• Texte d'étude
------------------------------------

Si on suspecte une tumeur maligne, le problème de la voie d’abord
de la biopsie est capital.
On peut se passer de la biopsie dans les lésions découvertes
fortuitement et typiques d’un cortical defect ou d’un fibrome non
ossifiant, d’un kyste osseux essentiel, d’un îlot osseux condensant
de petite taille, d’un ostéochondrome pédiculé des os longs, d’un
ostéome ostéoïde, et en cas de métastase évidente en raison d’une
lésion primitive connue et d’autres localisations préexistantes.
Synthèse
:
Pour établir un diagnostic clinique et radiologique, l’analyse de la
lésion est essentielle.
En général, une tumeur d’un type
cellulaire donné se développe là où les cellules homologues sont ou
étaient les plus actives.
Le siège de la tumeur est aussi important à prendre en compte.
Sur les os longs, l’épiphyse est épargnée en général et une
lésion lytique doit évoquer un chondroblastome, tumeur rare.
Il faut
écarter la tumeur à cellules géantes, elle-même très rare et à point
de départ métaphysaire chez l’enfant.
La métaphyse, zone de
forte croissance, est un lieu privilégié des tumeurs osseuses chez
l’enfant.
On y trouve l’enchondrome, l’ostéochondrome, le kyste
osseux essentiel (humérus et fémur proximal) avec parfois le signe
du fragment tombé, l’ostéosarcome, heureusement rare.
Sur la
diaphyse, il faut tenir compte du siège sur le plan axial pour les
orientations diagnostiques.
Une lésion corticale doit faire penser à
un cortical defect ou à un fibrome non ossifiant, à un ostéome
ostéoïde, à un fibrome chondromyxoïde qui est rare, de même que
le sarcome à cellules rondes d’Ewing.
Dans la moelle du tissu
spongieux lui-même, il faut penser au granulome éosinophile,
au kyste osseux anévrismal, à la dysplasie fibreuse. Dans les lésions
de surface, il faut faire la différence entre les tumeurs malignes et
celles des tissus mous.
Par ailleurs, les tumeurs sont plus
fréquentes sur les os longs (membres inférieurs et humérus) que sur
le squelette axial.
La notion de fréquence doit rester à l’esprit.
On voit beaucoup
de cortical defects et de fibromes non ossifiants, d’enchondromes et
d’ostéochondromes, de kystes osseux essentiels, puis au
deuxième rang des ostéomes ostéoïdes, des kystes osseux
anévrismaux et des granulomes éosinophiles.

------------------------------------

• Travail demandé
- a) Modifiez le passage du texte sur les tumeurs osseuses qui commence par « Dans la moelle » et se poursuit jusqu'à « rester à l’esprit. », en y remplaçant « Par ailleurs » par « En outre ».
- b) D'après le texte sur les tumeurs osseuses, quelle partie des os longs constitue un lieu privilégié des tumeurs osseuses chez l'enfant ?
La liste qui suit n'a aucun rapport avec le texte sur les tumeurs osseuses.

• Données
------------------------------------

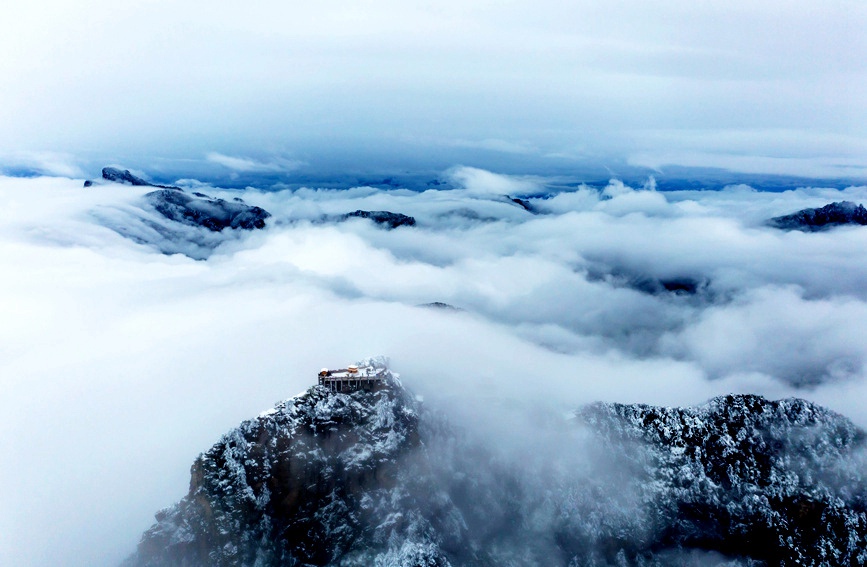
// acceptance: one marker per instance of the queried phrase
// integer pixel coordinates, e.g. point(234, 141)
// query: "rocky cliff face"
point(372, 478)
point(823, 218)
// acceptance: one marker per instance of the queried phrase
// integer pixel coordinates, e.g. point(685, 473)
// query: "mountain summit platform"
point(353, 378)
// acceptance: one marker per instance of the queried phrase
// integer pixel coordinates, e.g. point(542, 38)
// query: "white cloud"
point(120, 364)
point(248, 165)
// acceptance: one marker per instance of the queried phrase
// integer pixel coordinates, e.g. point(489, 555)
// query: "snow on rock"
point(373, 478)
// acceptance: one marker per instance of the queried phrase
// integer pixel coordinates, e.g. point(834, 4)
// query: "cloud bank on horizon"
point(767, 87)
point(120, 363)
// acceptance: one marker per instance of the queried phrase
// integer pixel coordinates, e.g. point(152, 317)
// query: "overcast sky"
point(760, 87)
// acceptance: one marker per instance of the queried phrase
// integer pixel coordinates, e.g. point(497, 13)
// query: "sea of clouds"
point(125, 350)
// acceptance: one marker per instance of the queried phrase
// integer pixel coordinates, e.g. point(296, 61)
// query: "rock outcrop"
point(813, 220)
point(204, 211)
point(124, 176)
point(780, 482)
point(387, 219)
point(374, 479)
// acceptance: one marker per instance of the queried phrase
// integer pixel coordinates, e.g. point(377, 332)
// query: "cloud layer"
point(120, 363)
point(543, 83)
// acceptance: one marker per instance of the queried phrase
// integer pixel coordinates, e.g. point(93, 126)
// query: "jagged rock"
point(124, 176)
point(523, 203)
point(813, 220)
point(213, 214)
point(315, 481)
point(440, 305)
point(385, 218)
point(372, 478)
point(777, 482)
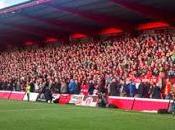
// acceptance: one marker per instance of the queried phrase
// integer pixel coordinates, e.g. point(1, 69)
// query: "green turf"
point(40, 116)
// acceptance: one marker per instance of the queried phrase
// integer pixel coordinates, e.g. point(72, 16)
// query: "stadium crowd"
point(134, 66)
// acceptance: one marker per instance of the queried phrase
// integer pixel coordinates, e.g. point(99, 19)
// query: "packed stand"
point(142, 66)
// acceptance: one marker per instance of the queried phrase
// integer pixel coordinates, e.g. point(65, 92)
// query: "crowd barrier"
point(126, 103)
point(139, 104)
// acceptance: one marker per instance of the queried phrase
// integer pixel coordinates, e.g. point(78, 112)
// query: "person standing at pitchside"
point(28, 91)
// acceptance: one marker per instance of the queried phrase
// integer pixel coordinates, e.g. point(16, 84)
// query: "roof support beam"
point(144, 10)
point(96, 17)
point(59, 24)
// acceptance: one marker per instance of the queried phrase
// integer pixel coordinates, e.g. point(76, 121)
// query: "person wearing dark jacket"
point(156, 92)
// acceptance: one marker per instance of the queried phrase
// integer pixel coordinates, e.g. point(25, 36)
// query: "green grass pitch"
point(41, 116)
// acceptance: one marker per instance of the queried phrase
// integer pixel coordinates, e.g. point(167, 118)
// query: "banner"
point(76, 99)
point(17, 96)
point(33, 97)
point(64, 99)
point(90, 101)
point(5, 94)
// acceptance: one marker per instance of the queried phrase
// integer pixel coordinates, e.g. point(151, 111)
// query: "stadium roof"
point(38, 20)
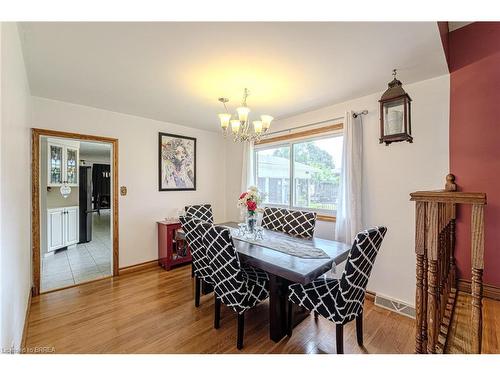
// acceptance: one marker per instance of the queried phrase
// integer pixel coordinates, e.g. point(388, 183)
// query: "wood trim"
point(26, 321)
point(302, 134)
point(329, 218)
point(489, 291)
point(443, 196)
point(116, 228)
point(36, 133)
point(139, 267)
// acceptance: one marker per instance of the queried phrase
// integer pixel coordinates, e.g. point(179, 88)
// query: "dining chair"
point(200, 211)
point(237, 286)
point(341, 300)
point(272, 218)
point(299, 223)
point(200, 263)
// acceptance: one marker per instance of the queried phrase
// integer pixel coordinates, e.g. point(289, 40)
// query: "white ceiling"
point(452, 26)
point(176, 71)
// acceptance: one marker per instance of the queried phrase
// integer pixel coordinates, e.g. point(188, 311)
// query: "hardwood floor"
point(152, 311)
point(461, 329)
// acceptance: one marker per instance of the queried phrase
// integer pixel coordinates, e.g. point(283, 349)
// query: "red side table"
point(172, 251)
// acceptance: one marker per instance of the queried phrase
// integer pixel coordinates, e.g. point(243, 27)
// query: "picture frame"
point(176, 162)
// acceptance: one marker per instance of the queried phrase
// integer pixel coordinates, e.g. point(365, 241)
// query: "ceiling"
point(175, 72)
point(452, 26)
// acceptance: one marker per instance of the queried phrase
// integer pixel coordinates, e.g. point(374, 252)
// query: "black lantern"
point(395, 113)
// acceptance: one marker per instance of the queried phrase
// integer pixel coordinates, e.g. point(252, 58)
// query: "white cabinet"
point(62, 227)
point(63, 161)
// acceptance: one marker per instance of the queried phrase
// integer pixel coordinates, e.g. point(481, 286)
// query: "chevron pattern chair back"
point(235, 286)
point(352, 287)
point(200, 211)
point(225, 265)
point(198, 251)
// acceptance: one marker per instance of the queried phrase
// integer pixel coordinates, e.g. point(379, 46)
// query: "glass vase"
point(251, 221)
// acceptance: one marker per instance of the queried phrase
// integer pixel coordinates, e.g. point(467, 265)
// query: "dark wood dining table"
point(284, 269)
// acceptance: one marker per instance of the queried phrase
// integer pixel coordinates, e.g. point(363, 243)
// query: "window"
point(313, 166)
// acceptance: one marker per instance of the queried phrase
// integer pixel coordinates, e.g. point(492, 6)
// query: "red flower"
point(251, 205)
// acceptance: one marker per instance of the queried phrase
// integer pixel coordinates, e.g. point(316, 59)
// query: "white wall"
point(390, 173)
point(15, 195)
point(138, 169)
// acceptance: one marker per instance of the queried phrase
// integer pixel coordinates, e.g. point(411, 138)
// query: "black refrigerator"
point(85, 204)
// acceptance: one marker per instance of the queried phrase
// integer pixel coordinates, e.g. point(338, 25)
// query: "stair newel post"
point(452, 186)
point(477, 256)
point(421, 292)
point(432, 278)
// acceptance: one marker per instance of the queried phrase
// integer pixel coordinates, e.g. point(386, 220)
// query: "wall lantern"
point(395, 113)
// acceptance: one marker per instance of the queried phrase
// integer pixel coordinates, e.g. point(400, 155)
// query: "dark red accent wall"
point(474, 61)
point(444, 33)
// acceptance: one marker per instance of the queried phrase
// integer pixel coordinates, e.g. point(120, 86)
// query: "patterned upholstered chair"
point(272, 218)
point(236, 286)
point(299, 223)
point(341, 300)
point(200, 211)
point(200, 266)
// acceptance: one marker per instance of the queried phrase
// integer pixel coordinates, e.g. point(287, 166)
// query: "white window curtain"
point(348, 222)
point(247, 172)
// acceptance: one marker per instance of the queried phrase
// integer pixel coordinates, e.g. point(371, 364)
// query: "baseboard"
point(393, 305)
point(138, 267)
point(26, 322)
point(489, 291)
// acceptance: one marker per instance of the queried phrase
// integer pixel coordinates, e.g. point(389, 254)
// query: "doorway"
point(75, 209)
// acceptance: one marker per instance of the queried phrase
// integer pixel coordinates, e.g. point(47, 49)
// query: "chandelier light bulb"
point(235, 126)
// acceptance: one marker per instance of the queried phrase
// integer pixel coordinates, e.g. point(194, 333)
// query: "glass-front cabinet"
point(71, 164)
point(63, 161)
point(55, 164)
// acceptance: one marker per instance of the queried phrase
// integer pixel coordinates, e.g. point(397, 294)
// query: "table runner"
point(283, 243)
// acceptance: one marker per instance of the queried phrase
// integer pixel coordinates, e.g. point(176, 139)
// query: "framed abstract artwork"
point(176, 162)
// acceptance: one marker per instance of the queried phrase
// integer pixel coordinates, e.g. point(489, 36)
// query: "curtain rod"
point(354, 114)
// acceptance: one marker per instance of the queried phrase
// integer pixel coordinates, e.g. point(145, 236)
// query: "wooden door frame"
point(35, 195)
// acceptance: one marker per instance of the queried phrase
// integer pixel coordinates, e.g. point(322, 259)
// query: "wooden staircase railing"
point(436, 271)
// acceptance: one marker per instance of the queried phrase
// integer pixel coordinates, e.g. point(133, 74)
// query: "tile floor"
point(81, 262)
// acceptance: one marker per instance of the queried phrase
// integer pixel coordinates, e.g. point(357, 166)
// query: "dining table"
point(285, 269)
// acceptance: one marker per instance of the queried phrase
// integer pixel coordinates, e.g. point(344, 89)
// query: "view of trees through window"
point(316, 173)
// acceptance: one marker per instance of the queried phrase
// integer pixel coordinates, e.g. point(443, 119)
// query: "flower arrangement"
point(250, 200)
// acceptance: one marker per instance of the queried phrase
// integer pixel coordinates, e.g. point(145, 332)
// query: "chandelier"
point(240, 127)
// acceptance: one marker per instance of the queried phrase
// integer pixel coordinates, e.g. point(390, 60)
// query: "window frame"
point(290, 140)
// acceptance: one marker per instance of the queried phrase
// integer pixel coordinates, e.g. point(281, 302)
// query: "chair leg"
point(340, 338)
point(289, 320)
point(241, 329)
point(359, 329)
point(217, 313)
point(197, 287)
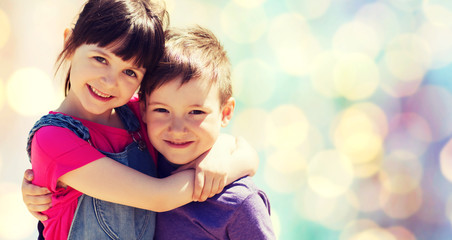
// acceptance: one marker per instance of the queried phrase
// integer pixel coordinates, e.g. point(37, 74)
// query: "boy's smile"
point(184, 121)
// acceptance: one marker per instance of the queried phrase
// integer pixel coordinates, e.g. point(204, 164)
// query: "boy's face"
point(184, 121)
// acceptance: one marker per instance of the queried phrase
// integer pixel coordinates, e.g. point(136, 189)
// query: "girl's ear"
point(67, 34)
point(227, 112)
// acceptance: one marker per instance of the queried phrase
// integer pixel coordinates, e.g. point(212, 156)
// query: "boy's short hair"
point(191, 53)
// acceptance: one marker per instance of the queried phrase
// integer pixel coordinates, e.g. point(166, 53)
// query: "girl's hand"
point(37, 199)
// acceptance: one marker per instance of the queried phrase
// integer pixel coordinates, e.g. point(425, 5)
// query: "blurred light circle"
point(294, 53)
point(381, 18)
point(322, 74)
point(445, 159)
point(438, 14)
point(407, 5)
point(288, 178)
point(15, 220)
point(434, 104)
point(357, 226)
point(288, 127)
point(409, 131)
point(365, 191)
point(330, 173)
point(249, 3)
point(391, 203)
point(356, 76)
point(373, 234)
point(408, 57)
point(2, 93)
point(401, 172)
point(401, 233)
point(254, 81)
point(311, 9)
point(437, 38)
point(359, 135)
point(333, 213)
point(5, 28)
point(356, 37)
point(249, 23)
point(252, 124)
point(30, 92)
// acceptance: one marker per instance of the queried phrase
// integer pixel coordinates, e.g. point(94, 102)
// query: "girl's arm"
point(111, 181)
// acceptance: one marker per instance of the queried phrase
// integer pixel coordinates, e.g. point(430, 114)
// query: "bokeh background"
point(348, 103)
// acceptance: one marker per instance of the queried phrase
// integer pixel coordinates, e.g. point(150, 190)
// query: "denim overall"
point(97, 219)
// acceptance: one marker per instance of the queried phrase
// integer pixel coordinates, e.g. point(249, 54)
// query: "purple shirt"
point(241, 211)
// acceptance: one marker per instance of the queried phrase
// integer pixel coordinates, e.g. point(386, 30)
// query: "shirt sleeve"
point(252, 219)
point(56, 151)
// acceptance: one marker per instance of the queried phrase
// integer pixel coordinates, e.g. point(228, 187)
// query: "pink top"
point(56, 151)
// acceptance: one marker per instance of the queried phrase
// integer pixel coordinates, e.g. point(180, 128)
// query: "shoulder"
point(236, 193)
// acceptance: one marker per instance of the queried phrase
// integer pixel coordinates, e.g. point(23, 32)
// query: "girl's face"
point(184, 121)
point(101, 81)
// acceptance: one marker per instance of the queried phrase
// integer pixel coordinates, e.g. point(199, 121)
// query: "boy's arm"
point(229, 159)
point(252, 220)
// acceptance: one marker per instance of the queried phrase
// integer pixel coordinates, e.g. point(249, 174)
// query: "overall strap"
point(58, 120)
point(128, 118)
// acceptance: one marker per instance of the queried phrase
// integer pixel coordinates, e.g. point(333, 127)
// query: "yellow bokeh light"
point(445, 159)
point(356, 76)
point(401, 233)
point(359, 133)
point(401, 206)
point(310, 8)
point(373, 234)
point(356, 37)
point(322, 74)
point(288, 127)
point(2, 93)
point(408, 57)
point(252, 124)
point(401, 172)
point(357, 226)
point(249, 3)
point(249, 23)
point(330, 173)
point(5, 28)
point(381, 18)
point(254, 81)
point(284, 171)
point(321, 210)
point(30, 92)
point(294, 53)
point(15, 220)
point(365, 191)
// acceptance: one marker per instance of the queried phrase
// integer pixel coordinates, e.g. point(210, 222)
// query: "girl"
point(91, 152)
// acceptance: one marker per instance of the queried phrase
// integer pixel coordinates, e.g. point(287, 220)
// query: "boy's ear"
point(227, 112)
point(67, 34)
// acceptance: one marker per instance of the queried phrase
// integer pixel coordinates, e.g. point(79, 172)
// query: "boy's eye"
point(130, 73)
point(100, 59)
point(162, 110)
point(197, 112)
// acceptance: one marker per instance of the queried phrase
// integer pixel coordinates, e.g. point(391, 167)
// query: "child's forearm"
point(244, 161)
point(108, 180)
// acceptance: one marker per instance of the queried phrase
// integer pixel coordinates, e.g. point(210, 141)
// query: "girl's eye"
point(162, 110)
point(130, 73)
point(100, 59)
point(197, 112)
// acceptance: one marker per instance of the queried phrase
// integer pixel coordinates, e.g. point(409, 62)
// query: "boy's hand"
point(37, 199)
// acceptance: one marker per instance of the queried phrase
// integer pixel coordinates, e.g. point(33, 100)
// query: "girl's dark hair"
point(135, 26)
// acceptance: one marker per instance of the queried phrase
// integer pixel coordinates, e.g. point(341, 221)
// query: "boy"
point(185, 103)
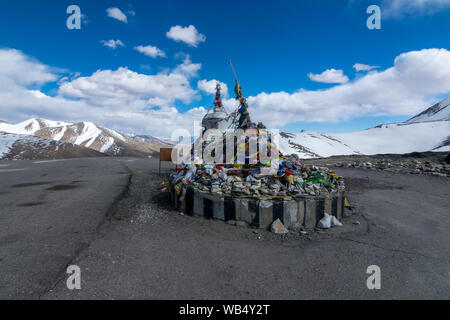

------------------------------------

• Réponses par consigne
- a)
Dans la moelle du tissu
spongieux lui-même, il faut penser au granulome éosinophile,
au kyste osseux anévrismal, à la dysplasie fibreuse. Dans les lésions
de surface, il faut faire la différence entre les tumeurs malignes et
celles des tissus mous.
En outre, les tumeurs sont plus
fréquentes sur les os longs (membres inférieurs et humérus) que sur
le squelette axial.
La notion de fréquence doit rester à l’esprit.

- b) La métaphyse, zone de forte croissance.